Nothing but the lines from the line with "Reviewer note: confirm that each instance of the white" through the end of the data is to be copied, and each is to be copied exactly.
— Start Input for this task —
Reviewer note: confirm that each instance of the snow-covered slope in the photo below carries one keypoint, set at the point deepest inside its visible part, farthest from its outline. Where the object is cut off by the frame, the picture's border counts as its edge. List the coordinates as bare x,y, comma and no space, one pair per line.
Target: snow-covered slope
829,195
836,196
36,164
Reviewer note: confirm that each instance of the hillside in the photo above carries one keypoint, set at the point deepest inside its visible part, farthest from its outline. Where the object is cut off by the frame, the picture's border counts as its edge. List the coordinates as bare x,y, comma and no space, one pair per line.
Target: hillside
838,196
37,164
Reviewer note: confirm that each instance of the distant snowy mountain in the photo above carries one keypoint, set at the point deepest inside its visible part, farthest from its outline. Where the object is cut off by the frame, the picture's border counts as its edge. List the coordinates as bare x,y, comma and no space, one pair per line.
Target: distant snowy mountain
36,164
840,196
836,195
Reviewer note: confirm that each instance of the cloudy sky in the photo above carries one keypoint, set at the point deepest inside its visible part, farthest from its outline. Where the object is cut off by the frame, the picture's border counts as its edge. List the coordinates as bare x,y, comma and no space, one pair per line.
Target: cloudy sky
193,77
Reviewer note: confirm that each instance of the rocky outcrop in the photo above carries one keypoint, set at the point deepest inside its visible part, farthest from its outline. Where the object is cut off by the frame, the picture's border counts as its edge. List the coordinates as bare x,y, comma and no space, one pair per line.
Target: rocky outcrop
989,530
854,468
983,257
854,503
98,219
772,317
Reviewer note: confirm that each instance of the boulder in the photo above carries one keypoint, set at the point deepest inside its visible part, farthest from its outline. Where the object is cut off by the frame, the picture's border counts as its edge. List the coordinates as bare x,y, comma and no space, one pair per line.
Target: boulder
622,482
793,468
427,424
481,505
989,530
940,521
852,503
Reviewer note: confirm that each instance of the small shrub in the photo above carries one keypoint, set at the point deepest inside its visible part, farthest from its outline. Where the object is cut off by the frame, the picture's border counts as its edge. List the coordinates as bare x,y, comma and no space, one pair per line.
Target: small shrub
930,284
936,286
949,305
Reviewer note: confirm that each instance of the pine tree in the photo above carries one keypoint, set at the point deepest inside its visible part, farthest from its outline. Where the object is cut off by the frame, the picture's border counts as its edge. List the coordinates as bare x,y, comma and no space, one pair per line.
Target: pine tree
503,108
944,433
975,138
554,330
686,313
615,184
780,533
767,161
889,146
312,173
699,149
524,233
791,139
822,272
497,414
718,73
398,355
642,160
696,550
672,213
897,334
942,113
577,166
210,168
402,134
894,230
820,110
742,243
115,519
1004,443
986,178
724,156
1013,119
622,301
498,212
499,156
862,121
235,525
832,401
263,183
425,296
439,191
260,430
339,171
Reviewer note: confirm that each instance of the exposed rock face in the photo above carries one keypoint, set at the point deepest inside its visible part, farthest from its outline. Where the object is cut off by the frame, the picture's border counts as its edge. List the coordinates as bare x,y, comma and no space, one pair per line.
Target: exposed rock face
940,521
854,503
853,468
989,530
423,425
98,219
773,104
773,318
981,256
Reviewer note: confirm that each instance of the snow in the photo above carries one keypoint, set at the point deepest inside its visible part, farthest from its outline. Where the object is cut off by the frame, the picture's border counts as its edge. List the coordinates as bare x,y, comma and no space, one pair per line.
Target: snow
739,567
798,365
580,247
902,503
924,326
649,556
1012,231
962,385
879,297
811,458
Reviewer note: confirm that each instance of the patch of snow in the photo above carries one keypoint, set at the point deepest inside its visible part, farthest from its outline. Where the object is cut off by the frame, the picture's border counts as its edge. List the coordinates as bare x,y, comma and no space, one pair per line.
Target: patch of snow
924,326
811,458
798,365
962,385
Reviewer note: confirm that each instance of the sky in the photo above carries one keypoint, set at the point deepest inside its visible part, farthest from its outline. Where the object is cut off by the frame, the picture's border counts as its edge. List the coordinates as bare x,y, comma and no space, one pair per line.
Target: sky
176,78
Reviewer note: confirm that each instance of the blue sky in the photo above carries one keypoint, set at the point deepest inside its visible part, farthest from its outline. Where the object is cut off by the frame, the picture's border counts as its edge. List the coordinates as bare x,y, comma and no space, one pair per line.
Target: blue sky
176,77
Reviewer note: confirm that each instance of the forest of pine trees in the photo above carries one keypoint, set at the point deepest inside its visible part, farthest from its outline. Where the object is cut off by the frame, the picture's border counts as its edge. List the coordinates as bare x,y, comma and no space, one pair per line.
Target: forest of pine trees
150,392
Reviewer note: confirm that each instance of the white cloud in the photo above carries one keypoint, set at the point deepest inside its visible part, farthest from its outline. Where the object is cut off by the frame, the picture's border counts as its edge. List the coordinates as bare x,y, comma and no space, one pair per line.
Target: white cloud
— End Input for this task —
Answer to this task
Reviewer note: confirm that each instance of the white cloud in the photo above carries one keypoint, set at the point deepest inside its visible part, farthest from its outline. Where the object is cut off by the frame, the picture's border counts as its edge. List the coordinates as bare x,y, comma and no space, one pair per line.
Target: white cloud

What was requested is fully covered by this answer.